--- start Data shown ---

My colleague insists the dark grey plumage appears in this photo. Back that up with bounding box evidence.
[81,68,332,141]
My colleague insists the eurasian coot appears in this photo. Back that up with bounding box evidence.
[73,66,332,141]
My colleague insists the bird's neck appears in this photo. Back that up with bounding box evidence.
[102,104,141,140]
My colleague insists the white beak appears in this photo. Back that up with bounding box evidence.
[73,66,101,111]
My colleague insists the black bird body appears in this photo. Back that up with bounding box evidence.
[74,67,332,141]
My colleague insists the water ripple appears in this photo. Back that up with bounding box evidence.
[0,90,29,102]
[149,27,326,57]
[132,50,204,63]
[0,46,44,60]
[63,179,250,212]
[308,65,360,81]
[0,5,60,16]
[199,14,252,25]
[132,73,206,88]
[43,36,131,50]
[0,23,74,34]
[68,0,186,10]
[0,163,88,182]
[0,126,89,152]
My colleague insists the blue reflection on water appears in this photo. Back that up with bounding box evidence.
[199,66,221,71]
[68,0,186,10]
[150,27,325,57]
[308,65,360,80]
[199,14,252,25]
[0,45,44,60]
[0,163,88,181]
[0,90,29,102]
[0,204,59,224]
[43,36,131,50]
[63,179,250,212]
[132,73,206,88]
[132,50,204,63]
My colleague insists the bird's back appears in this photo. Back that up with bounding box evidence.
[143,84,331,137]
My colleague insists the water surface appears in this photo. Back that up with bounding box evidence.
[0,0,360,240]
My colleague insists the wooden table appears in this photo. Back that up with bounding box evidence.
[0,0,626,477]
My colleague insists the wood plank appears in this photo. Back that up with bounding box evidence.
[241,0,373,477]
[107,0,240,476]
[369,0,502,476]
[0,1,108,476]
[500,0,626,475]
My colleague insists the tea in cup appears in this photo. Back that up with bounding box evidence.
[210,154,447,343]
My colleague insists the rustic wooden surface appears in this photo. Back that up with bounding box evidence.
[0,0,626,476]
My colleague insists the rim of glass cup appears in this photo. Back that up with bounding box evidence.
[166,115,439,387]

--- end Data shown ---

Reproduce the records from the line containing "My colleague insists the bird's back" through the end of the records, requests included. Offset every bounding box coordinate in the answers by 7.

* Written response
My colleague insists the bird's back appears in this photo. Back that up with bounding box evidence.
[150,91,338,144]
My colleague insists the water surface appears in this photo. Back that up with bounding box evidence.
[7,7,367,247]
My colleague insists the wooden table appears in this photo. Back that up with bounding box evidence.
[7,7,633,484]
My colleague insists the wood plank appears in this photo. Back that up with bounding box evidence.
[248,7,380,484]
[114,7,247,483]
[376,7,509,483]
[7,8,115,483]
[507,7,633,482]
My colleague insists the tea in cup appears in this photo. Back that up with bounding box evidence.
[217,161,454,350]
My colleague insists the rustic wooden surface appears in this photo. Back that up with bounding box evidence.
[7,7,633,483]
My colleague insists the rim of glass cup appears in this photo. Back that up with bounding box evidence.
[173,122,446,394]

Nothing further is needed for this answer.